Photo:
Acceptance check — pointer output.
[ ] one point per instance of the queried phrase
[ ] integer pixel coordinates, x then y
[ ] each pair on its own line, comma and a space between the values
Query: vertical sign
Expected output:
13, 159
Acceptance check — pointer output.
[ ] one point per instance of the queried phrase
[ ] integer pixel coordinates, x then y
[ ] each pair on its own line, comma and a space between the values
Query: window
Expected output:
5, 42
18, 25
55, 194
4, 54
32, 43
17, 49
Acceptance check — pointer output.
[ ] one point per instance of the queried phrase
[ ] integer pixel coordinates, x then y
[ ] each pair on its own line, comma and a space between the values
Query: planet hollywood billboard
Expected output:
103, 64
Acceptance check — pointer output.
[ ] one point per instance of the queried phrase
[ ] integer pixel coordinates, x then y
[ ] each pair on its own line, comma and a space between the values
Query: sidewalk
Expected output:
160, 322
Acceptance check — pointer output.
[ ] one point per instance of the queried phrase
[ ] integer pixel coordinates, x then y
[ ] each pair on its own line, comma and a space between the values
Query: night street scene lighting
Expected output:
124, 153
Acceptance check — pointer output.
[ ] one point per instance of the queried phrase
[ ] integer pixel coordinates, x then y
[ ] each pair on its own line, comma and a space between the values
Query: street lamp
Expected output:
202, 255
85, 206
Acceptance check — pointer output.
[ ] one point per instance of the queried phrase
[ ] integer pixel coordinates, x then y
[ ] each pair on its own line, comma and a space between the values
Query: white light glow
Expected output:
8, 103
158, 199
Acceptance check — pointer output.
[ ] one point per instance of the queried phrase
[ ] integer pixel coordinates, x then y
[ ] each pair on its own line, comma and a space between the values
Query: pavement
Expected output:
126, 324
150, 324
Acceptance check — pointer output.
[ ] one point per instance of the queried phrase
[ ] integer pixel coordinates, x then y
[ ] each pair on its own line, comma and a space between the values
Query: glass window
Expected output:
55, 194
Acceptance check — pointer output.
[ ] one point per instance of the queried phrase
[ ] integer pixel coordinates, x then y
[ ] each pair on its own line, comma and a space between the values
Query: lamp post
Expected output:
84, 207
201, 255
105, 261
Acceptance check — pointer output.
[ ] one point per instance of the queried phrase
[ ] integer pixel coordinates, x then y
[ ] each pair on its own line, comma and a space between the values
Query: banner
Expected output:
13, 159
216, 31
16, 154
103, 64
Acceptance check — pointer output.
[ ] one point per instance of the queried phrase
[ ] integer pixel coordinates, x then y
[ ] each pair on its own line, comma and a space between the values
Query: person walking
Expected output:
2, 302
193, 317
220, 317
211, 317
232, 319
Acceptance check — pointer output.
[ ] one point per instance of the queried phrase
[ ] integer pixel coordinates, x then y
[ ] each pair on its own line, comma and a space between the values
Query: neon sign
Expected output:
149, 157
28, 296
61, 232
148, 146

==

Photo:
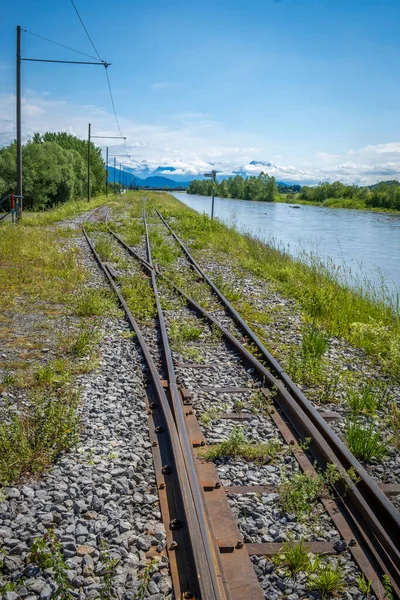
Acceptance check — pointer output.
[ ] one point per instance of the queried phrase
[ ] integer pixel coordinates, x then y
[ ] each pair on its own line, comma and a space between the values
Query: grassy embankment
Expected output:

### TASK STATEMENT
Return every line from the lines above that contains the string "sign". Letter case must match.

### REPLY
Query: vertical sign
Query: neon sign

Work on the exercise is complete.